--- Start ---
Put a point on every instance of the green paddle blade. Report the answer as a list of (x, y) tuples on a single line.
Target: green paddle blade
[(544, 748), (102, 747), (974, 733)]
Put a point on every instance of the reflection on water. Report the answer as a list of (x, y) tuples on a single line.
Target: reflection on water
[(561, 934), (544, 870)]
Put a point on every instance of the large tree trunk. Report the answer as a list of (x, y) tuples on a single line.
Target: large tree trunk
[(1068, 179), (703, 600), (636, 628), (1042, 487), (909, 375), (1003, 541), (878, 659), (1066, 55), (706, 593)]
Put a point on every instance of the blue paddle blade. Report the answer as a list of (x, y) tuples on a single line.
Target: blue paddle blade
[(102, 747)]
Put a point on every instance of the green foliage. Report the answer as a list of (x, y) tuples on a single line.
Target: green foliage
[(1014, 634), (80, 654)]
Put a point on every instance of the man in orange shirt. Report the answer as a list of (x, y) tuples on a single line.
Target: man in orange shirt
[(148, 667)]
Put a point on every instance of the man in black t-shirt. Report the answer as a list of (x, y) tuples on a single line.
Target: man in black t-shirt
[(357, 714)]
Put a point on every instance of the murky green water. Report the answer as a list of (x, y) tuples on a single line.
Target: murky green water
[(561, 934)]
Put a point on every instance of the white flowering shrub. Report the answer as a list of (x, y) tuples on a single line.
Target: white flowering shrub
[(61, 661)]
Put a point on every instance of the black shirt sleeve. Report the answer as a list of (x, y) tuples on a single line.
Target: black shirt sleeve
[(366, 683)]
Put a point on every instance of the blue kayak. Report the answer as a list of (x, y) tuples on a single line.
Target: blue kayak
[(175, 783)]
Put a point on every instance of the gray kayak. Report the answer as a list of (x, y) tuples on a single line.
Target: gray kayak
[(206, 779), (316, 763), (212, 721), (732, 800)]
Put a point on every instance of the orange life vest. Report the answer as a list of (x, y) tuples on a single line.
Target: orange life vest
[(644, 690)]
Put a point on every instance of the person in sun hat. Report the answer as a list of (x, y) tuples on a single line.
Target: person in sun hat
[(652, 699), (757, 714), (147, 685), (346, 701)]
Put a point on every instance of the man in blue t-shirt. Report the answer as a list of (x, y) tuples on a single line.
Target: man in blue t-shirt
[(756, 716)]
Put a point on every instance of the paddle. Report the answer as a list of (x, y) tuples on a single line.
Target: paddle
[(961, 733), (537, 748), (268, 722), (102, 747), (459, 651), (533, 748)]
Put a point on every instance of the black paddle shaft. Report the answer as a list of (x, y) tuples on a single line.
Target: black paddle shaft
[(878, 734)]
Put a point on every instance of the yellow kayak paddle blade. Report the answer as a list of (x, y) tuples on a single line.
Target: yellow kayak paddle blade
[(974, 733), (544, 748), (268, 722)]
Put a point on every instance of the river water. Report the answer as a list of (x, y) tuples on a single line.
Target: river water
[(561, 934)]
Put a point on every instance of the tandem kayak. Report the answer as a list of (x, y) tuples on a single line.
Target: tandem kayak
--- End ---
PROBLEM TO SOLVE: Turn the records, from their first line through the line containing "[(148, 667)]" with both ends included, into a Markdown table with the columns Row and Line. Give each line its own numbered row and leave out blank lines.

FINAL ANSWER:
| Row | Line |
|---|---|
| 1 | Put a point on every instance of the green paddle blade. Report the answer as a list of (x, y) tuples on a single line. |
| 2 | Target: green paddle blade |
| 3 | [(544, 748), (102, 747), (974, 733)] |
| 4 | Put a point on every instance of the reflection on water. Report the answer as a list of (x, y) tuples on a single line. |
| 5 | Target: reflection on water |
| 6 | [(561, 934), (544, 870)] |
| 7 | Put a point on every instance of the large tree trunk. Report the answer as a list of (x, y) tuples on a single line. |
| 8 | Target: large tree trunk |
| 9 | [(1068, 179), (703, 600), (636, 628), (1042, 487), (909, 375), (1003, 541), (878, 659), (1066, 55), (706, 593)] |
| 10 | Put a point on every instance of the blue paddle blade. Report the answer as a list of (x, y) tuples on a single line. |
| 11 | Target: blue paddle blade |
| 12 | [(102, 747)] |
| 13 | Put a point on every instance of the green foliage. Report the answer as a list of (x, y) tuples on a single line. |
| 14 | Target: green foliage |
| 15 | [(1014, 634), (80, 654)] |
| 16 | Put a point on every instance of the man in orange shirt. Report the answer as a list of (x, y) tuples on a single line. |
| 17 | Target: man in orange shirt |
| 18 | [(148, 667)] |